[START GIVEN RECORDS]

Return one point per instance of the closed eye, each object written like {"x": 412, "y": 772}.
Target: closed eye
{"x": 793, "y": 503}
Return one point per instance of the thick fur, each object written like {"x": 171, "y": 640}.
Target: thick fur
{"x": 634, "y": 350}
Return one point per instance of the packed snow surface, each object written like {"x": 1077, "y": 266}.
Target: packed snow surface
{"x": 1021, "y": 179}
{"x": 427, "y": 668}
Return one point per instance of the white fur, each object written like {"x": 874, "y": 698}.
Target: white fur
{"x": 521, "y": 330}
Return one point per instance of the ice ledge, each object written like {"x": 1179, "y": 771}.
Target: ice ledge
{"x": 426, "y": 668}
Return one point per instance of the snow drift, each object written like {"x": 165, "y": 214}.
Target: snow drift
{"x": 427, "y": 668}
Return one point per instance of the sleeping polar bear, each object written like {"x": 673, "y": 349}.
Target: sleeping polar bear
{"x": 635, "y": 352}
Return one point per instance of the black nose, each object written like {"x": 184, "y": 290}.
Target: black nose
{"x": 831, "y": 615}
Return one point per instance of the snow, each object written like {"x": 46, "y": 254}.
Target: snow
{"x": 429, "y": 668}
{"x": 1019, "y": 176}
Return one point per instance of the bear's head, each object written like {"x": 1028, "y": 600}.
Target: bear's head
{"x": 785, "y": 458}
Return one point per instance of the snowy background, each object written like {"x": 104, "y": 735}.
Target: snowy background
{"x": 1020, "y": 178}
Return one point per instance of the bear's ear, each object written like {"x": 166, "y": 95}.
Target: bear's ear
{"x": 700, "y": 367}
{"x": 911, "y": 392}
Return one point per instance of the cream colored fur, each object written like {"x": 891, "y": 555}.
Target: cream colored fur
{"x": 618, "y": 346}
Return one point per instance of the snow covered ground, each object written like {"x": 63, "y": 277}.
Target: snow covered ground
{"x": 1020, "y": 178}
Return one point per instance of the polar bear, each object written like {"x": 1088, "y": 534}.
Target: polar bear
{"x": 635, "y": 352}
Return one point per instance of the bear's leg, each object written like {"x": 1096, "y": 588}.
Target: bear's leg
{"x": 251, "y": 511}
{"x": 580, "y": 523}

[END GIVEN RECORDS]

Reproduce all of the records exactly.

_ANSWER IN FULL_.
Return one point per instance of the closed eye, each object written like {"x": 412, "y": 772}.
Target: closed eye
{"x": 793, "y": 503}
Return one point per instance of the thick fur, each object written like {"x": 171, "y": 640}.
Target: thick fur
{"x": 634, "y": 350}
Return one point per instance of the packed snow surface, each object written like {"x": 1077, "y": 266}.
Target: packed snow surface
{"x": 1021, "y": 179}
{"x": 427, "y": 668}
Return one point per instance of the white fur, each object written like {"x": 874, "y": 698}.
Target: white fur
{"x": 521, "y": 330}
Return one point per instance of the ice ledge, each object written like {"x": 1179, "y": 771}.
Target: ice ledge
{"x": 426, "y": 668}
Return one point per instance of the snow drift, each object written like {"x": 165, "y": 214}.
Target: snow drift
{"x": 427, "y": 668}
Return one point per instance of the sleeping polar bear, each object written like {"x": 673, "y": 349}.
Target: sleeping polar bear
{"x": 635, "y": 352}
Return one point per instance of the black nose, each object written like {"x": 184, "y": 290}.
Target: black nose
{"x": 831, "y": 615}
Return one point per instance of the snow, each object written like {"x": 46, "y": 254}.
Target: snow
{"x": 429, "y": 668}
{"x": 1019, "y": 176}
Return one point per instance of the bear's head, each object written like {"x": 1028, "y": 600}.
Target: bear's head
{"x": 785, "y": 458}
Return one point per instance of the snowy background, each object written like {"x": 104, "y": 735}.
Target: snowy background
{"x": 1020, "y": 178}
Return one point per instance of the bear's ear, each object written like {"x": 166, "y": 95}.
Target: bear's ear
{"x": 700, "y": 367}
{"x": 911, "y": 392}
Return one point per instance of the cream colored fur, each object written like {"x": 891, "y": 555}.
Target: cream colored fur
{"x": 618, "y": 346}
Return one point per instance of the snow covered ground, each object written like {"x": 63, "y": 277}.
Target: snow covered ground
{"x": 1020, "y": 178}
Return one point per instance of the polar bear, each object written like {"x": 1088, "y": 534}.
Target: polar bear
{"x": 635, "y": 352}
Return one point per instance of the bear's leg, each object written like {"x": 1096, "y": 588}.
Target: bear's leg
{"x": 251, "y": 511}
{"x": 580, "y": 523}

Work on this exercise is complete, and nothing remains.